▶ _Provided text_
--- begin ---
If the SMILES string is rejected by the program, this will be indicated by an error message, and the part of the string, up to the point where the error occurred, will be displayed. The first popup menu re-appears with an extra option Correct the Previous SMILES String. If this is selected the correct part of the string can be grabbed using the "mouse editing" technique, re-entered into the text window and the string completed by typing in the correction. If the string is now accepted, the above sequence of steps can be continued from (4).

After a successful generation of a structure, it may not be the one desired; it might be the wrong conformer perhaps. In these circumstances, it is possible to attempt the generation of a lower energy conformer. In general, the last SMILES string entered will have been retained by the program. Go back to the input-output menu, reselect Build New Structure using SMILES, and then select from the next menu, either Lowest Energy Structure from Previous SMILES String, or Store Series of Conformers from Previous SMILES String. In both cases a further menu requests the number of structures required (4, 8, or 16). The string is then processed the required number of times. If the option to select the lowest energy conformer has been chosen, this will be left in the system and it can be processed from step (4) above. If the option to retain a number of structures was selected, then you will be required to enter root files name (five characters). The required number of structures will be retained as a series of INTERCHEM D-files. These may be examined using the Read Series of Stored Data Files option from the input-output menu.

Using SMILES in INTERCHEM-pc
The SMILES input facility is available on the first menu in INTERCHEM-pc. The basic steps are similar to those used above but the standard Windows operating tools facilitate the process. On-line help is provided.

Using SMILES in STRAUSS-cmd
When entering a single SMILES string into the command line version of STRAUSS it is essential to enclose the entire string in double quotes (e.g. "CS(=O)(=O)O" for methanesulphonic acid). The reason for this is that the UNIX operating system will otherwise reject the parentheses. This precaution does not need to be taken when using the menu driven version of STRAUSS, or when using STRAUSS-cmd for processing SMILES strings contained in an input file.

References.

(1) SMILES, a Chemical Language and Information System. 1. Introduction to Methodology and Coding Rules. David Weininger, J Chem. Inf. Comput. Sci., 1988, 28, 31.

(2) SMILES. 2. Algorithm for Generation of Unique SMILES Notation. David Weininger, Arthur Weininger, and Joseph Weininger, J. Chem. Inf. Comput. Sci., 1989, 29, 97

(3) SMILES. 3. Depict. Graphical Depiction of Chemical Structures. David Weininger, J. Chem. Inf. Comput. Sci., 1990, 30, 237.

Revised 18th June 2007
--- end ---
▶ _Supplied records_
--- begin ---
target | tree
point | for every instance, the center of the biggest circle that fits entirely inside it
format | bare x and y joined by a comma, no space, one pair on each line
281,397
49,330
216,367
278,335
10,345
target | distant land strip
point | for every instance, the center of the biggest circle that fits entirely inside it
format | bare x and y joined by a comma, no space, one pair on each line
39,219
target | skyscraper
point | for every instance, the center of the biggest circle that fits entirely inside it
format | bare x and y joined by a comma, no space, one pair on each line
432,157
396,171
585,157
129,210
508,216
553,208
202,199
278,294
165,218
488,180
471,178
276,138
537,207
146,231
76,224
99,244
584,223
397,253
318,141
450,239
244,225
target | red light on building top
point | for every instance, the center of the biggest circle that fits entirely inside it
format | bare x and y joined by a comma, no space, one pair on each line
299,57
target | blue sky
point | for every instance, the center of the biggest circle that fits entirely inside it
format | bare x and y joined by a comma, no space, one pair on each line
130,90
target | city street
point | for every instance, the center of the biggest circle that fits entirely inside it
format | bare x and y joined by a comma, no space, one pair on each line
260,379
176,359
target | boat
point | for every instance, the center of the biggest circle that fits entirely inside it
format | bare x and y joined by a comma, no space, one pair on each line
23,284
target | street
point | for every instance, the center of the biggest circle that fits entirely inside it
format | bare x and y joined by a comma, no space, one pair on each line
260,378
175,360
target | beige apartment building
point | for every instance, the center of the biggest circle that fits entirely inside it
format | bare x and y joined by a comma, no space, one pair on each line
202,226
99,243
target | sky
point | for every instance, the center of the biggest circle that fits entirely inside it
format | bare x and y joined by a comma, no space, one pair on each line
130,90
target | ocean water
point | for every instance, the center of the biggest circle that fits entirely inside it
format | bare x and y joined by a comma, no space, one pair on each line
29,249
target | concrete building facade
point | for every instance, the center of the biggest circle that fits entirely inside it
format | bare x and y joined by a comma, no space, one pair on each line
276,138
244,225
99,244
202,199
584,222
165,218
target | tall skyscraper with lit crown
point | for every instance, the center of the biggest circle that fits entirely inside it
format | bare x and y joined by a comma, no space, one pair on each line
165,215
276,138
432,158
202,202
--- end ---
▶ _Given exercise 1_
In the SMILES text, what numbers of structures can be requested when generating conformers from the previous SMILES string?
▶ _Given exercise 2_
Convert the records into a numbered list. Begin at the line that contains "target | street", go through the end of the records, and leave out any blank lines.
The SMILES text and the records have nothing to do with each other.

▶ _Task answer 1_
4, 8, or 16.

▶ _Task answer 2_
1. target | street
2. point | for every instance, the center of the biggest circle that fits entirely inside it
3. format | bare x and y joined by a comma, no space, one pair on each line
4. 260,378
5. 175,360
6. target | beige apartment building
7. point | for every instance, the center of the biggest circle that fits entirely inside it
8. format | bare x and y joined by a comma, no space, one pair on each line
9. 202,226
10. 99,243
11. target | sky
12. point | for every instance, the center of the biggest circle that fits entirely inside it
13. format | bare x and y joined by a comma, no space, one pair on each line
14. 130,90
15. target | ocean water
16. point | for every instance, the center of the biggest circle that fits entirely inside it
17. format | bare x and y joined by a comma, no space, one pair on each line
18. 29,249
19. target | concrete building facade
20. point | for every instance, the center of the biggest circle that fits entirely inside it
21. format | bare x and y joined by a comma, no space, one pair on each line
22. 276,138
23. 244,225
24. 99,244
25. 202,199
26. 584,222
27. 165,218
28. target | tall skyscraper with lit crown
29. point | for every instance, the center of the biggest circle that fits entirely inside it
30. format | bare x and y joined by a comma, no space, one pair on each line
31. 165,215
32. 276,138
33. 432,158
34. 202,202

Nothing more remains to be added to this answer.